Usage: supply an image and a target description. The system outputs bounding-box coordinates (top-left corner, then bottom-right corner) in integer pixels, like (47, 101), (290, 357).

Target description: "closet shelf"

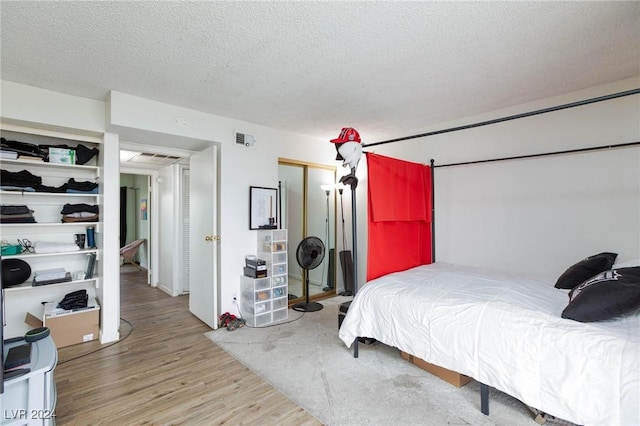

(0, 222), (98, 228)
(2, 158), (99, 171)
(0, 191), (100, 198)
(4, 278), (98, 292)
(3, 249), (98, 259)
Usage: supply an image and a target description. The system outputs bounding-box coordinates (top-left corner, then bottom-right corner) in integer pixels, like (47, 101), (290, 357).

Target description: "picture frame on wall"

(249, 186), (278, 229)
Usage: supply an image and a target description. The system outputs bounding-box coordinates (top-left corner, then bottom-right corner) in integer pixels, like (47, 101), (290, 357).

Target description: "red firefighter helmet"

(331, 127), (362, 143)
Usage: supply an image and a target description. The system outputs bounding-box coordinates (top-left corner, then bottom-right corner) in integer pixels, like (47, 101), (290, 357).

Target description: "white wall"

(0, 80), (120, 343)
(358, 78), (640, 283)
(157, 165), (181, 296)
(2, 78), (640, 336)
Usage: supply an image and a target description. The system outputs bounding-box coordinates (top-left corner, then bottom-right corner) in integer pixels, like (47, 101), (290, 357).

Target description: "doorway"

(278, 158), (337, 303)
(120, 173), (155, 284)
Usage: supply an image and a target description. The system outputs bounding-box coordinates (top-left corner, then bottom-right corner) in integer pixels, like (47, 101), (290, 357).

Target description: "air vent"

(236, 132), (256, 148)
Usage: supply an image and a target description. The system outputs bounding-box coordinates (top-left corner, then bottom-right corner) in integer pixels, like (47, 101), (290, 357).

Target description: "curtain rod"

(362, 88), (640, 147)
(431, 141), (640, 167)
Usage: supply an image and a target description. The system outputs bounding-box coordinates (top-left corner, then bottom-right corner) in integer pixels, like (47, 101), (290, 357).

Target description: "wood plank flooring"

(54, 266), (322, 426)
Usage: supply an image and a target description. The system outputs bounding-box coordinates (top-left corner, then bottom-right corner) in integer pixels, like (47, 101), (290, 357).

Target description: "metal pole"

(351, 167), (358, 358)
(362, 88), (640, 148)
(430, 158), (436, 263)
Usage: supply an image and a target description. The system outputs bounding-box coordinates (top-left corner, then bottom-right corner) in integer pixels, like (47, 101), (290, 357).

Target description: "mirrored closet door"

(278, 158), (336, 302)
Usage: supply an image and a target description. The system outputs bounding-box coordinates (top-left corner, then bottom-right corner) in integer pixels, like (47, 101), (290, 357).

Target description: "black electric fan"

(291, 237), (324, 312)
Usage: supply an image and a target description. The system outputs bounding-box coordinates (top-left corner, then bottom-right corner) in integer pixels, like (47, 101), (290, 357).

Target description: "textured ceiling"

(0, 1), (640, 142)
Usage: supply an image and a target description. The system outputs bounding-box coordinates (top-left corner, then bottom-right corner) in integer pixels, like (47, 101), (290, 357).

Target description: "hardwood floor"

(55, 266), (322, 426)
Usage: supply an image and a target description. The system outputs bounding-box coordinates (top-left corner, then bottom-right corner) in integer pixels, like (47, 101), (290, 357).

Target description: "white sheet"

(339, 262), (640, 425)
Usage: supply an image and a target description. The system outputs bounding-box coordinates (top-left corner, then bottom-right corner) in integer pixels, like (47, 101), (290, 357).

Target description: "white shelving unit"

(0, 124), (103, 337)
(240, 229), (289, 327)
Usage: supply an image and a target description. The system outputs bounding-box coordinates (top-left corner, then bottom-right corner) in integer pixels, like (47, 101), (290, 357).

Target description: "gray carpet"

(207, 296), (536, 426)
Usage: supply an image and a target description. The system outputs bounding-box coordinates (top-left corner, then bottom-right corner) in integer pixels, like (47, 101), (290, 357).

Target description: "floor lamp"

(320, 185), (333, 291)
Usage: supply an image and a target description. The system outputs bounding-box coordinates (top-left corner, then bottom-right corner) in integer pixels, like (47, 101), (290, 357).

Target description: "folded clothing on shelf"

(33, 268), (71, 286)
(33, 241), (80, 253)
(60, 203), (100, 222)
(0, 205), (36, 223)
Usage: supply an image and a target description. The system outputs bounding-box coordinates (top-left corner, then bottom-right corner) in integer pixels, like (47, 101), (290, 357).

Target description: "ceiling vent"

(236, 132), (256, 148)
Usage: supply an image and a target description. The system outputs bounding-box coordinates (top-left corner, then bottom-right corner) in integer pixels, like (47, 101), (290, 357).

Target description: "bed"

(339, 262), (640, 425)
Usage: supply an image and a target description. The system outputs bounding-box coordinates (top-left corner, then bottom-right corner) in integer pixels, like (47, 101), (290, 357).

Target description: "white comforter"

(339, 262), (640, 425)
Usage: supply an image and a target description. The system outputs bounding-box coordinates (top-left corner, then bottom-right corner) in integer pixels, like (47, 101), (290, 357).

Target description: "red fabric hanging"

(367, 153), (431, 281)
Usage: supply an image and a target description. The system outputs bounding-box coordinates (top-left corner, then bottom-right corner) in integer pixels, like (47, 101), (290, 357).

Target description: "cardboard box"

(400, 351), (471, 388)
(49, 148), (76, 164)
(24, 303), (100, 348)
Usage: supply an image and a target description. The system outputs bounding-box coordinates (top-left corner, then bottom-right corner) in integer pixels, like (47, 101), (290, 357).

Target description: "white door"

(189, 146), (220, 329)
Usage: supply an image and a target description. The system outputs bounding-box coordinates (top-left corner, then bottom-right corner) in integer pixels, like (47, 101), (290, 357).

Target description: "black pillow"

(555, 252), (618, 289)
(562, 266), (640, 322)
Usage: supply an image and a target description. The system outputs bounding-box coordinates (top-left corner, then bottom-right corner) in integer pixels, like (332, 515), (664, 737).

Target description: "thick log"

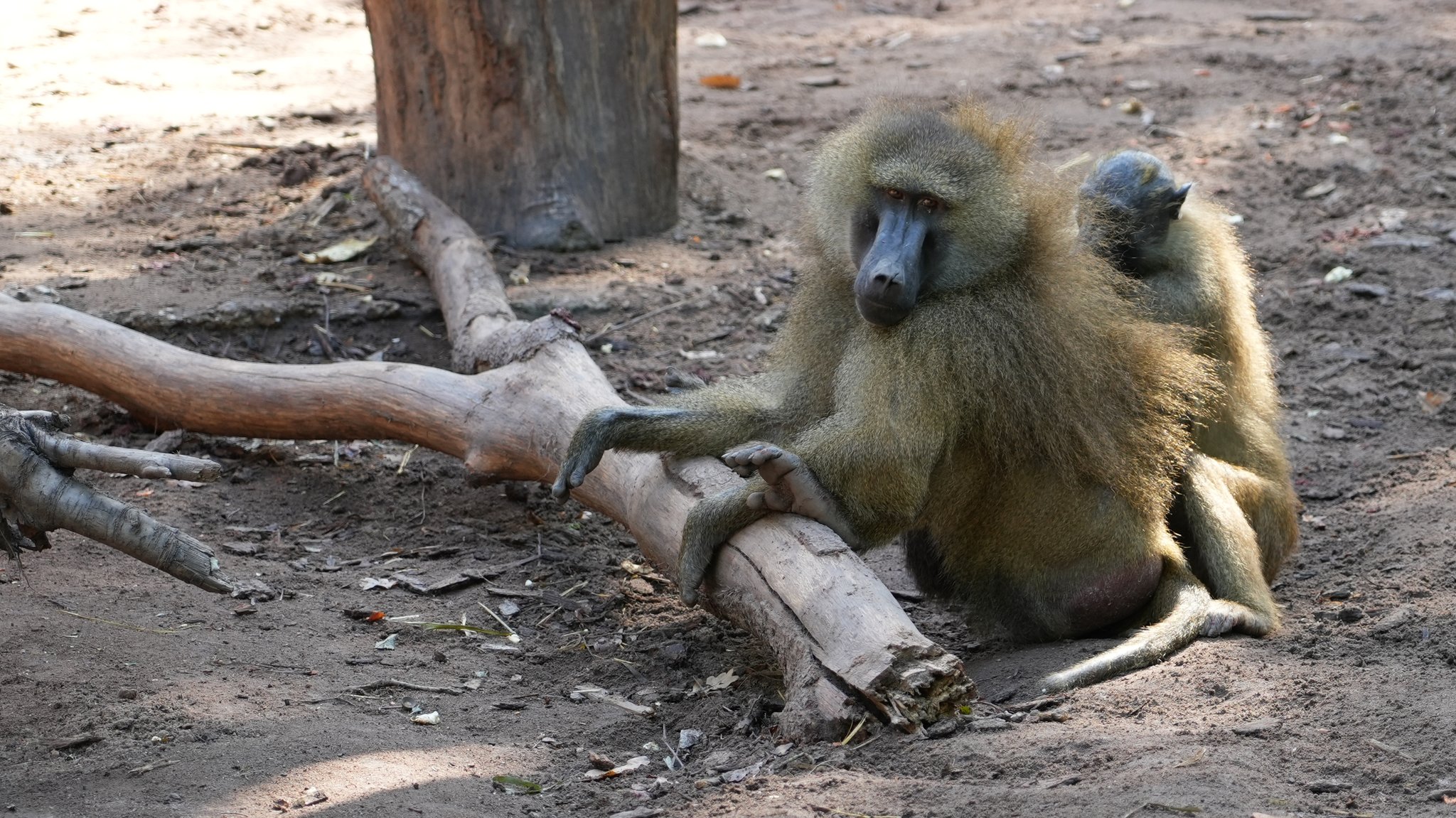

(364, 0), (677, 250)
(0, 295), (974, 736)
(0, 157), (975, 738)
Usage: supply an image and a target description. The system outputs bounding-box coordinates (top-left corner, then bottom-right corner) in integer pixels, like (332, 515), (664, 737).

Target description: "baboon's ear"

(1167, 182), (1192, 218)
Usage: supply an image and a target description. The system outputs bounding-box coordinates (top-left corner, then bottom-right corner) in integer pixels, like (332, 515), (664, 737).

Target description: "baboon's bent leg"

(1179, 454), (1280, 636)
(1041, 557), (1210, 693)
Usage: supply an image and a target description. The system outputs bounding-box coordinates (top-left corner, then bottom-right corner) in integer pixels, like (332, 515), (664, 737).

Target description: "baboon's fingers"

(677, 483), (764, 606)
(753, 446), (785, 467)
(722, 443), (770, 478)
(761, 486), (808, 517)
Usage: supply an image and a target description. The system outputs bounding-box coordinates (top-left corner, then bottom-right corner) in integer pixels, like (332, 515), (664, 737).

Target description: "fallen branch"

(0, 402), (233, 594)
(0, 158), (975, 738)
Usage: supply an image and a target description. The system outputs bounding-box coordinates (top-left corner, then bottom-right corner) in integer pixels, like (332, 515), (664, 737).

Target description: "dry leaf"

(299, 236), (378, 264)
(697, 74), (742, 90)
(581, 755), (653, 782)
(703, 668), (738, 690)
(1421, 390), (1452, 415)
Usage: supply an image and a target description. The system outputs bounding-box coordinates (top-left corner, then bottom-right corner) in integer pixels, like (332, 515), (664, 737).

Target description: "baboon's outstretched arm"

(552, 372), (789, 499)
(678, 362), (946, 604)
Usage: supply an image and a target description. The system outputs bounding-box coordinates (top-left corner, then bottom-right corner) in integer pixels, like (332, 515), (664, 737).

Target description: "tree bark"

(364, 0), (677, 250)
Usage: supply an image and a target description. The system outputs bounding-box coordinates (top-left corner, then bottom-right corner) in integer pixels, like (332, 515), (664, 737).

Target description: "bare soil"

(0, 0), (1456, 817)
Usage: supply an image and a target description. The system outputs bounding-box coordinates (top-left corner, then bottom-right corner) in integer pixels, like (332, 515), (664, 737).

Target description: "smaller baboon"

(553, 103), (1216, 689)
(1079, 150), (1299, 636)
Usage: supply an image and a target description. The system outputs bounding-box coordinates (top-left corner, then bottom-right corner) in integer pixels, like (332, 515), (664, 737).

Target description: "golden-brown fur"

(556, 104), (1216, 689)
(1082, 151), (1299, 635)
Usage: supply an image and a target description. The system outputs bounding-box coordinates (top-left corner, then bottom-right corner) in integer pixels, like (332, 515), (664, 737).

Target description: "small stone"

(924, 719), (961, 738)
(1309, 779), (1354, 792)
(703, 750), (735, 773)
(1232, 716), (1284, 735)
(1370, 606), (1415, 633)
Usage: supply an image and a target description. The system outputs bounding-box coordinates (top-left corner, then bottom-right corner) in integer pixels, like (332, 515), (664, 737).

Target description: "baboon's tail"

(1041, 560), (1210, 693)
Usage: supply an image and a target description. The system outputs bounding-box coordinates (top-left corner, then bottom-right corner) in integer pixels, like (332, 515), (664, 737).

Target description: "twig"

(395, 443), (419, 475)
(582, 296), (706, 346)
(343, 678), (464, 696)
(476, 603), (521, 642)
(663, 723), (683, 770)
(1385, 451), (1430, 460)
(198, 137), (284, 150)
(61, 608), (182, 636)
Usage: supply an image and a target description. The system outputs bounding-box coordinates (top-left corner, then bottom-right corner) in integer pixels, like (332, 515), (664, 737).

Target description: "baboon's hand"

(677, 480), (763, 606)
(724, 443), (843, 524)
(550, 409), (616, 502)
(677, 518), (722, 606)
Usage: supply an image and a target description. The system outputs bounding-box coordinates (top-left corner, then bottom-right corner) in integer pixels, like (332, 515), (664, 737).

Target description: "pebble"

(924, 719), (960, 738)
(1232, 716), (1284, 735)
(1309, 779), (1354, 792)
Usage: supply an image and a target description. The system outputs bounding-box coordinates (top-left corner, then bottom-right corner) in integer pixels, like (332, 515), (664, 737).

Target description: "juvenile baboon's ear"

(1167, 182), (1192, 218)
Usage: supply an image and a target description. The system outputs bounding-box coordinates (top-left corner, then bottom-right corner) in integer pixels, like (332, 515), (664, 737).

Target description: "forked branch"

(0, 157), (975, 738)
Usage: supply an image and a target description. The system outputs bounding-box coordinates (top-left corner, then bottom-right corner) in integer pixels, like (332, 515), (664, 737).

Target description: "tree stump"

(364, 0), (677, 250)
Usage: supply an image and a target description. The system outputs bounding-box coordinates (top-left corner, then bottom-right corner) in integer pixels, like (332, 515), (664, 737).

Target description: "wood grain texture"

(364, 0), (678, 250)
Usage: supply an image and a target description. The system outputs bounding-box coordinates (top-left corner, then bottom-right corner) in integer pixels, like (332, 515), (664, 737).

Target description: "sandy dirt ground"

(0, 0), (1456, 817)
_ _ _ _
● **Your objective**: Could you rewrite everything from the start of the material down to the line containing "(0, 222), (98, 228)", putting "pantry shelf" in place of "closet shelf" and changing nothing else? Leave the pictures out of your answer.

● **Result below**:
Usage: supply an image and a target description. The system outputs bounding-box coordinates (top-left corner, then bottom-right corner) in integer pixels, like (47, 101), (290, 357).

Target description: "pantry shelf"


(0, 222), (98, 228)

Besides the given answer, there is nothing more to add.